§ **TASK DETAILS**
Reproduce the records below in full and without edits, omitting images.

INFORMATION SHOWN: Begin

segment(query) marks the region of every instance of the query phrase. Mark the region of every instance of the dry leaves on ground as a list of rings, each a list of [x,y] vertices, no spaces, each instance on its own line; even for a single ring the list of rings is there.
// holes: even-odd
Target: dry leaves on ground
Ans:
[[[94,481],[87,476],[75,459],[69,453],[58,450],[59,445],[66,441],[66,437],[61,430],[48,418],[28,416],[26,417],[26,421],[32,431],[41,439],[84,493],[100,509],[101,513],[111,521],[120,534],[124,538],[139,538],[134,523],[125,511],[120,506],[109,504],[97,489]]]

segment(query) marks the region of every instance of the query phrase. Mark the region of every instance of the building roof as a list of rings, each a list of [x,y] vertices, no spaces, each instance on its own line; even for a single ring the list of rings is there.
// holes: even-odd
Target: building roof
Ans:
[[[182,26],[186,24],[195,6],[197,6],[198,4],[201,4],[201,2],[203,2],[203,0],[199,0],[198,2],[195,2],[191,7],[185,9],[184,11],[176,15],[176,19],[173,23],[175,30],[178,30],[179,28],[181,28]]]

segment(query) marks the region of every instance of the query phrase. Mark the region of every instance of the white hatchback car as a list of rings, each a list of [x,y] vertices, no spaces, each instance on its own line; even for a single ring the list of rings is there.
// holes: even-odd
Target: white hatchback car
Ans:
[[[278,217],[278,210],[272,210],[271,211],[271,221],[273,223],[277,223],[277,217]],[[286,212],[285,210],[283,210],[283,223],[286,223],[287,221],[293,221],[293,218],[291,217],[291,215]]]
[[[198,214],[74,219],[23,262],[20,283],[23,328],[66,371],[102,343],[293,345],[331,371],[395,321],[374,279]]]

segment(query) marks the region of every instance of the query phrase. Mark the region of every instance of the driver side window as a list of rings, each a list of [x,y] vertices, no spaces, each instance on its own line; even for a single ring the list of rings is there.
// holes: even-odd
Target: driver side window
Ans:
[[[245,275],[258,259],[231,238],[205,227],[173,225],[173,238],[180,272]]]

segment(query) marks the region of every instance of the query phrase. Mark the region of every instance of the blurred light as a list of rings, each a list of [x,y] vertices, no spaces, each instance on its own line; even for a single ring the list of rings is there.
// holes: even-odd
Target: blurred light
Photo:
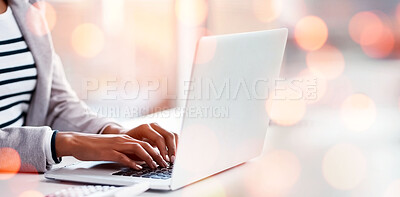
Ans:
[[[373,12],[360,12],[349,23],[349,34],[354,42],[362,45],[375,43],[381,36],[383,24]]]
[[[178,157],[191,158],[190,160],[181,160],[182,167],[186,171],[194,174],[208,172],[212,169],[212,166],[215,165],[219,156],[220,146],[218,138],[215,132],[205,125],[191,125],[187,130],[191,132],[185,133],[185,138],[196,140],[180,142],[180,146],[186,148],[178,151]],[[207,145],[204,144],[205,142]],[[204,158],[207,158],[207,160]]]
[[[35,190],[24,191],[19,197],[44,197],[44,195]]]
[[[125,1],[126,4],[128,2],[130,1]],[[129,6],[132,3],[130,2]],[[129,22],[125,23],[123,33],[128,38],[129,47],[133,47],[132,52],[128,54],[135,56],[132,57],[137,65],[135,72],[145,76],[164,75],[171,69],[166,66],[175,65],[171,62],[176,50],[175,15],[170,13],[169,1],[157,1],[156,4],[149,7],[148,1],[135,1],[133,10],[125,13]],[[128,67],[131,67],[130,65],[127,63]]]
[[[254,15],[263,23],[277,19],[282,12],[281,0],[253,0]]]
[[[351,190],[365,178],[367,161],[362,151],[351,144],[333,146],[324,155],[322,173],[325,180],[339,190]]]
[[[282,126],[298,123],[306,113],[303,96],[299,87],[289,84],[278,86],[266,102],[268,116],[273,122]]]
[[[18,173],[21,167],[21,158],[12,148],[0,148],[0,180],[6,180]]]
[[[301,48],[314,51],[321,48],[328,39],[328,27],[321,18],[306,16],[296,24],[294,36]]]
[[[207,18],[208,4],[205,0],[176,0],[175,14],[182,24],[198,26]]]
[[[387,188],[384,197],[399,197],[400,196],[400,179],[395,180]]]
[[[317,77],[309,69],[305,69],[296,77],[301,80],[300,83],[305,101],[307,104],[313,104],[321,100],[327,91],[327,82],[325,79]]]
[[[371,44],[361,44],[361,48],[369,57],[385,58],[393,52],[395,42],[392,30],[384,27],[378,40]]]
[[[395,46],[393,31],[373,12],[366,11],[354,15],[349,23],[349,33],[351,38],[361,45],[364,53],[372,58],[389,56]]]
[[[364,94],[353,94],[343,102],[341,117],[348,129],[364,131],[375,122],[375,103]]]
[[[345,67],[342,52],[330,45],[308,52],[306,61],[307,67],[312,73],[327,80],[340,76]]]
[[[94,24],[81,24],[72,32],[71,44],[80,56],[94,57],[103,50],[104,35]]]
[[[277,0],[281,5],[285,6],[285,10],[280,13],[279,22],[292,26],[296,24],[299,18],[307,16],[307,6],[304,0]]]
[[[117,34],[124,27],[125,0],[102,0],[105,30]]]
[[[244,179],[248,196],[284,196],[297,182],[300,172],[300,162],[293,153],[269,152],[248,166]]]

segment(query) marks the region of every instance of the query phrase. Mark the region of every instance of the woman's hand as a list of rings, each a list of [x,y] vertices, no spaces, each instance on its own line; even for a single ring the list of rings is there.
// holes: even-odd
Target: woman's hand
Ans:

INFORMATION SHOWN: End

§ **WRITTEN REPLY**
segment(query) marks the region of every instance of the query phrase. Mark the region of every instance of the dry leaves on ground as a list of rings, each a list of [x,y] vertices, no spaces, each instance on its own line; even for a single ring the list of rings is there.
// holes: even-odd
Target: dry leaves on ground
Ans:
[[[94,481],[87,476],[75,459],[69,453],[58,450],[59,445],[66,441],[66,437],[61,430],[48,418],[28,416],[26,417],[26,421],[32,431],[41,439],[84,493],[100,509],[101,513],[111,521],[120,534],[124,538],[139,538],[134,523],[125,511],[120,506],[109,504],[97,489]]]

segment(query) marks the region of every instance of the query phrase. Mark the region of every instance of the building roof as a list of rings, each a list of [x,y] vertices, no spaces, each instance on its own line; even for a single ring the list of rings is there.
// holes: even-odd
Target: building roof
Ans:
[[[182,26],[186,24],[195,6],[197,6],[198,4],[201,4],[201,2],[203,2],[203,0],[199,0],[198,2],[195,2],[191,7],[185,9],[184,11],[176,15],[176,19],[173,23],[175,30],[178,30],[179,28],[181,28]]]

segment(query) marks the region of every instance of the query phrase. Mark the region of every instance of the white hatchback car as a list of rings, each a list of [x,y] vertices, no spaces, each instance on its own line; even for a single ring the list of rings is there.
// holes: even-odd
Target: white hatchback car
Ans:
[[[278,217],[278,210],[272,210],[271,211],[271,221],[273,223],[277,223],[277,217]],[[286,212],[285,210],[283,210],[283,223],[286,223],[287,221],[293,221],[293,218],[291,217],[291,215]]]
[[[198,214],[74,219],[23,262],[20,283],[23,328],[66,371],[102,343],[293,345],[331,371],[395,321],[374,279]]]

segment(query) marks the region of every instance of the query phrase. Mark the region of every instance of the driver side window as a list of rings, each a list of [x,y] vertices, no spaces, each instance on its own line; even for a single ring the list of rings is there.
// holes: even-odd
Target: driver side window
Ans:
[[[245,275],[258,259],[231,238],[205,227],[173,225],[173,238],[180,272]]]

segment(query) marks the region of every instance of the query phrase. Mark the region of every instance of the blurred light as a list of rings, each a list of [x,y] vertices, no spaces, each instance on its own line; even for a single ring the list of rings is there.
// holes: even-odd
Target: blurred light
Photo:
Ans:
[[[373,12],[360,12],[349,23],[349,34],[354,42],[362,45],[375,43],[381,36],[383,24]]]
[[[178,157],[191,158],[190,160],[181,160],[182,167],[186,171],[194,174],[208,172],[212,169],[212,166],[215,165],[219,156],[220,146],[218,138],[215,132],[205,125],[191,125],[187,130],[191,132],[185,133],[185,138],[196,140],[180,142],[180,146],[186,148],[178,151]],[[207,145],[204,144],[205,142]],[[204,158],[207,158],[207,160]]]
[[[35,190],[24,191],[19,197],[44,197],[44,195]]]
[[[125,1],[126,4],[128,2],[130,1]],[[129,6],[132,3],[130,2]],[[129,22],[125,23],[123,33],[128,38],[129,47],[133,47],[132,52],[128,54],[135,56],[132,57],[137,65],[135,72],[145,76],[164,75],[171,69],[166,66],[175,65],[171,62],[176,50],[175,15],[170,13],[169,1],[157,1],[156,4],[149,7],[148,1],[135,1],[133,10],[125,13]],[[128,67],[131,67],[130,65],[127,63]]]
[[[254,15],[263,23],[277,19],[282,12],[281,0],[253,0]]]
[[[351,190],[365,178],[367,161],[362,151],[351,144],[333,146],[324,155],[322,173],[325,180],[339,190]]]
[[[282,126],[298,123],[306,113],[303,96],[299,87],[289,84],[278,86],[266,102],[268,116],[273,122]]]
[[[18,173],[21,167],[21,158],[12,148],[0,148],[0,180],[6,180]]]
[[[301,48],[314,51],[321,48],[328,39],[328,27],[321,18],[306,16],[296,24],[294,36]]]
[[[207,18],[208,4],[205,0],[176,0],[175,14],[182,24],[198,26]]]
[[[387,188],[384,197],[399,197],[400,196],[400,179],[395,180]]]
[[[317,77],[309,69],[305,69],[296,77],[301,80],[300,83],[305,101],[307,104],[313,104],[321,100],[327,91],[327,82],[325,79]]]
[[[371,44],[361,44],[361,48],[369,57],[385,58],[393,52],[395,42],[392,30],[384,27],[378,40]]]
[[[395,46],[393,31],[373,12],[366,11],[354,15],[349,23],[349,33],[351,38],[361,45],[364,53],[372,58],[389,56]]]
[[[364,94],[353,94],[343,102],[341,117],[348,129],[364,131],[375,122],[375,103]]]
[[[345,67],[342,52],[330,45],[308,52],[306,61],[307,67],[312,73],[327,80],[340,76]]]
[[[94,24],[81,24],[72,32],[71,44],[80,56],[94,57],[103,50],[104,35]]]
[[[277,0],[281,5],[285,6],[285,10],[280,13],[279,22],[292,26],[296,24],[299,18],[307,16],[307,6],[304,0]]]
[[[117,34],[124,27],[125,0],[102,0],[105,30]]]
[[[244,179],[248,196],[284,196],[297,182],[300,172],[300,162],[293,153],[269,152],[248,166]]]

segment(query) marks the region of every instance of the query phrase. Mark the region of every instance of the woman's hand as a list of rings, each a list of [x,y] vertices, no spaces, each instance on its own line; even for a single ring the list of rings is there.
// holes: even-odd
Target: woman's hand
Ans:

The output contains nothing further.